Write out every entry exactly as it stands.

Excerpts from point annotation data
** start **

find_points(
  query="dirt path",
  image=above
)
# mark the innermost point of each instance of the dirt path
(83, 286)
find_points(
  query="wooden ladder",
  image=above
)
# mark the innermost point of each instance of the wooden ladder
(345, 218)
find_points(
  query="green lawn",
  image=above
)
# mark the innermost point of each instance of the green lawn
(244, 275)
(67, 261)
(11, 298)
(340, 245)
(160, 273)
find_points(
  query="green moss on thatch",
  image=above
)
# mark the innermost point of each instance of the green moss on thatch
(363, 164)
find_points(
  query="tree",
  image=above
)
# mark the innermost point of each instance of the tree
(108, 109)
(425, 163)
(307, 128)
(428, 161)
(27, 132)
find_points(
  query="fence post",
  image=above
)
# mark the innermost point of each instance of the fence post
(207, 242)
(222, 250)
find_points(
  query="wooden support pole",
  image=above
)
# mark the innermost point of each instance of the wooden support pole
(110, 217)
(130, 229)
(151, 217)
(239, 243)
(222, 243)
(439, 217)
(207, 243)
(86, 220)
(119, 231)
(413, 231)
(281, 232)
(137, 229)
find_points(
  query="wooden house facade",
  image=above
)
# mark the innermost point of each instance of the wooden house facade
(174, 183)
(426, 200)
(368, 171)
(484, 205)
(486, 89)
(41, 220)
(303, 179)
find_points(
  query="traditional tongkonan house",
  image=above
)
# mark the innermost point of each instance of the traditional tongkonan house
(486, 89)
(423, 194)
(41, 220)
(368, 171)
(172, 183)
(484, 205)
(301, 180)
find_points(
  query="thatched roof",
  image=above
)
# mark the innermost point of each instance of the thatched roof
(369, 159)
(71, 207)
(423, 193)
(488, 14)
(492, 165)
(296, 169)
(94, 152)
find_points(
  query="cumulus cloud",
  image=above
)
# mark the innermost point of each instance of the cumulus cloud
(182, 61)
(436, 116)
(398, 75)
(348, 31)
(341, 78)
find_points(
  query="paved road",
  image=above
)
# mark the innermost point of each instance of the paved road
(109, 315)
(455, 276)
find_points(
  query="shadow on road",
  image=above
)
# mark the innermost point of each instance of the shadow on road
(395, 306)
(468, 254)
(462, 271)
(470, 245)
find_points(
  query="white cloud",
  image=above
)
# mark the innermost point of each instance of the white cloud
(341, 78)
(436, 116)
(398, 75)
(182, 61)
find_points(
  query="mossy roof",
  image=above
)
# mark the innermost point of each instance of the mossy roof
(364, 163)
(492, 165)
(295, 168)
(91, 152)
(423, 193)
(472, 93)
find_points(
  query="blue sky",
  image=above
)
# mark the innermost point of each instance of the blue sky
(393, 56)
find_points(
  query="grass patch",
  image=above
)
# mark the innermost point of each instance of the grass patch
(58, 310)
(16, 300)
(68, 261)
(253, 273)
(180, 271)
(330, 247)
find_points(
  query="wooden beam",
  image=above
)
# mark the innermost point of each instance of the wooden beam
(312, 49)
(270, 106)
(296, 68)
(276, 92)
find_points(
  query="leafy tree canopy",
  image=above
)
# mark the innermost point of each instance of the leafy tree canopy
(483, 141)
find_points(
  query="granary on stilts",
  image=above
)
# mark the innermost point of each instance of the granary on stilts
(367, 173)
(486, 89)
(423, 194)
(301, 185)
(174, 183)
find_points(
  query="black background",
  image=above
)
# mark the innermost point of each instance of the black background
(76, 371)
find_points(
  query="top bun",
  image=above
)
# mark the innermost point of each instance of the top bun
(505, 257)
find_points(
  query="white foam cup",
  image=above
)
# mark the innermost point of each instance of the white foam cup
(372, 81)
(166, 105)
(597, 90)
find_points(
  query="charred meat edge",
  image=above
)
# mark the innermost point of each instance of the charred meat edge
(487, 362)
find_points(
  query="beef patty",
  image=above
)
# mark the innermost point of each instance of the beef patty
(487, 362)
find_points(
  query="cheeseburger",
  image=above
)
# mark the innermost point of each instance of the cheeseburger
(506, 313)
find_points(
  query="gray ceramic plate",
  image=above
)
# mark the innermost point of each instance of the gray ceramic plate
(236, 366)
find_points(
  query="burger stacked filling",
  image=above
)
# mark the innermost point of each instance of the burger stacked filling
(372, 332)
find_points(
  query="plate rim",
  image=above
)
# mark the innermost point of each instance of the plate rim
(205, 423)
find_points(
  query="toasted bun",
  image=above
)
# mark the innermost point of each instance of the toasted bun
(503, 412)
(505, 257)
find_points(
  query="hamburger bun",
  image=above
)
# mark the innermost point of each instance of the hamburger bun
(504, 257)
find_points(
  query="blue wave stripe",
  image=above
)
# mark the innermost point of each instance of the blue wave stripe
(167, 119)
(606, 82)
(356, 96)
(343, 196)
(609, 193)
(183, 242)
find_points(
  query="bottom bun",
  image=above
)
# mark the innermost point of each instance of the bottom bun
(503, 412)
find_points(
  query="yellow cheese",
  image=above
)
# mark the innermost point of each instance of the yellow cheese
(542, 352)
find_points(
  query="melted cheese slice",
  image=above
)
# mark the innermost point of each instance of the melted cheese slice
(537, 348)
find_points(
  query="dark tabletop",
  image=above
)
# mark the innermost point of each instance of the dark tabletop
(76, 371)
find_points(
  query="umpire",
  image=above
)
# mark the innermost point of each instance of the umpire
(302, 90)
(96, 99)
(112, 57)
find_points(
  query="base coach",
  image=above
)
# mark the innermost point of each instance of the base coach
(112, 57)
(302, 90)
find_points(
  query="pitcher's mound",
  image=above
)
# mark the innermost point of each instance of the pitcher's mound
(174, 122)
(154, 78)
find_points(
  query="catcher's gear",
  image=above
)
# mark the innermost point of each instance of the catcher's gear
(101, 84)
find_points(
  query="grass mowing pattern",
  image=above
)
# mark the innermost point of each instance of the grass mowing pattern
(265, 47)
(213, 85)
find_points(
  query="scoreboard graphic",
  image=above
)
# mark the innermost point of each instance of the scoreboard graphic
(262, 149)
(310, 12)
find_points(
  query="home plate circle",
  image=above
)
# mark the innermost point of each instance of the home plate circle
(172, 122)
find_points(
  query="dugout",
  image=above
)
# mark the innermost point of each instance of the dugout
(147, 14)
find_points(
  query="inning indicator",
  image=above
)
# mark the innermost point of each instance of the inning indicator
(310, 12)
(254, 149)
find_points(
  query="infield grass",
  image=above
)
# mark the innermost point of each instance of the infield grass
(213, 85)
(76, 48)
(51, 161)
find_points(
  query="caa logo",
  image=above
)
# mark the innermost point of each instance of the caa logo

** end **

◆ **TASK OUTPUT**
find_points(
  query="dirt path",
  image=above
)
# mark the innermost point of each instance of the dirt path
(83, 286)
find_points(
  query="wooden ladder",
  image=above
)
# mark the innermost point of each instance of the wooden ladder
(345, 218)
find_points(
  query="green lawn",
  image=above
)
# mark the innermost point of each instance of the green lawn
(244, 275)
(67, 261)
(11, 298)
(340, 245)
(160, 273)
find_points(
  query="green moss on thatch",
  image=above
)
# mark the innermost point of each instance of the green moss on thatch
(363, 164)
find_points(
  query="tree",
  image=above
)
# mark the innermost point of each instance of the tree
(108, 109)
(425, 163)
(307, 128)
(428, 161)
(27, 132)
find_points(
  query="fence post",
  image=above
)
# mark the innermost point of each instance of the fence post
(207, 242)
(222, 250)
find_points(
  query="wooden support pole",
  image=above
)
# mark the innermost point of each instance of the wooden support pole
(110, 217)
(130, 229)
(151, 217)
(239, 243)
(222, 243)
(439, 217)
(207, 243)
(86, 220)
(119, 231)
(413, 231)
(281, 232)
(137, 229)
find_points(
  query="wooden house facade",
  image=above
)
# mark the innermost point of each instance of the wooden house facade
(174, 183)
(426, 200)
(368, 171)
(484, 205)
(486, 89)
(41, 220)
(303, 179)
find_points(
  query="traditional tongkonan house",
  image=above
)
# mark the innermost point of each instance of the traditional tongkonan house
(486, 89)
(423, 194)
(41, 220)
(368, 171)
(172, 183)
(484, 205)
(301, 180)
find_points(
  query="thatched roof",
  image=above
)
# mark the innermost point of each instance of the thatched roof
(369, 159)
(71, 207)
(423, 193)
(488, 14)
(492, 165)
(296, 169)
(94, 152)
find_points(
  query="cumulus cloud",
  image=above
)
# mark the innermost point of each instance of the cumulus cloud
(182, 61)
(436, 116)
(398, 75)
(348, 31)
(341, 78)
find_points(
  query="paved road",
  image=above
)
# mark the innermost point of each instance of the paved road
(109, 315)
(455, 276)
find_points(
  query="shadow on road",
  image=above
)
# mark the innermost point of each instance of the shadow on road
(395, 306)
(468, 254)
(462, 271)
(470, 245)
find_points(
  query="white cloud",
  image=above
)
# mark the innermost point of each instance of the white cloud
(341, 78)
(436, 116)
(398, 75)
(182, 61)
find_points(
  query="mossy roof",
  image=above
)
# mark the innermost point of each instance of the mossy roof
(364, 163)
(492, 165)
(295, 168)
(91, 152)
(423, 193)
(472, 93)
find_points(
  query="blue sky",
  image=above
)
# mark the innermost point of each instance of the blue sky
(393, 56)
find_points(
  query="grass patch",
  image=above
)
# mark the innermost point of each instance of the grass patch
(58, 310)
(16, 300)
(68, 261)
(253, 273)
(180, 271)
(330, 247)
find_points(
  query="wooden beam",
  image=above
)
# mark the innermost point of each instance of the wooden beam
(312, 49)
(270, 106)
(296, 68)
(276, 92)
find_points(
  query="leafy tree canopy",
  image=above
)
# mark the innermost point of each instance of the leafy tree canopy
(483, 141)
find_points(
  query="granary on stilts",
  image=above
)
# mark the innermost point of each instance of the granary on stilts
(367, 173)
(486, 89)
(423, 194)
(301, 185)
(174, 183)
find_points(
  query="black background",
  image=above
)
# mark the innermost point of each instance of the black background
(76, 371)
find_points(
  query="top bun",
  image=above
)
# mark the innermost point of each instance of the top bun
(505, 257)
find_points(
  query="white foam cup",
  image=above
)
# mark the innermost point of each instance of the white foam cup
(372, 81)
(166, 105)
(597, 90)
find_points(
  query="charred meat edge",
  image=above
)
# mark the innermost point of each instance of the charred meat edge
(487, 362)
find_points(
  query="beef patty",
  image=above
)
# mark the innermost point of each instance of the beef patty
(487, 362)
find_points(
  query="cheeseburger",
  image=above
)
# mark the innermost point of each instance of the cheeseburger
(506, 313)
find_points(
  query="gray ceramic plate",
  image=above
)
# mark the innermost point of each instance of the gray ceramic plate
(236, 366)
find_points(
  query="burger stacked filling",
  image=above
)
# mark the innermost point of each instance of the burger stacked filling
(372, 332)
find_points(
  query="plate rim",
  image=above
)
# mark the innermost point of each instance of the plate rim
(205, 423)
find_points(
  query="toasted bun",
  image=above
)
# mark the innermost point of each instance of the toasted bun
(503, 412)
(505, 257)
find_points(
  query="hamburger bun",
  image=above
)
# mark the innermost point of each instance of the hamburger bun
(504, 257)
find_points(
  query="blue wave stripe",
  image=above
)
# mark the innermost point of each instance of the blue wave stripe
(167, 119)
(606, 82)
(356, 96)
(343, 196)
(609, 193)
(183, 242)
find_points(
  query="bottom bun",
  image=above
)
# mark the innermost point of each instance of the bottom bun
(503, 412)
find_points(
  query="yellow cheese",
  image=above
)
# mark the innermost point of each instance of the yellow cheese
(542, 352)
find_points(
  query="melted cheese slice",
  image=above
)
# mark the innermost point of each instance of the melted cheese slice
(537, 348)
find_points(
  query="dark tabletop",
  image=above
)
# mark the innermost point of each instance of the dark tabletop
(76, 371)
find_points(
  query="umpire",
  image=above
)
# mark the innermost point of each instance of the umpire
(302, 90)
(96, 99)
(112, 57)
find_points(
  query="base coach",
  image=above
)
# mark the innermost point of each instance of the base coach
(112, 57)
(302, 90)
find_points(
  query="pitcher's mound",
  image=above
)
# mark the innermost point of each instance of the pitcher's mound
(174, 122)
(154, 78)
find_points(
  query="catcher's gear",
  image=above
)
# mark the innermost point of each instance of the catcher's gear
(101, 84)
find_points(
  query="grass mowing pattern",
  image=above
)
# mark the innermost point of each instance of the grass mowing pattern
(265, 47)
(213, 85)
find_points(
  query="scoreboard graphic",
  image=above
)
# mark the innermost point of each instance of the scoreboard graphic
(262, 149)
(310, 12)
find_points(
  query="home plate circle",
  image=above
)
# mark the innermost point of each instance of the home plate circle
(172, 122)
find_points(
  query="dugout",
  image=above
)
# mark the innermost point of each instance of the dugout
(147, 14)
find_points(
  query="inning indicator",
  image=above
)
# mark the innermost point of each instance of the inning indicator
(310, 12)
(254, 149)
find_points(
  query="infield grass",
  image=above
)
# mark the innermost point of each instance of the infield grass
(213, 85)
(76, 48)
(51, 161)
find_points(
  query="caa logo",
  image=above
)
# mark the innermost point of each instance of the caa logo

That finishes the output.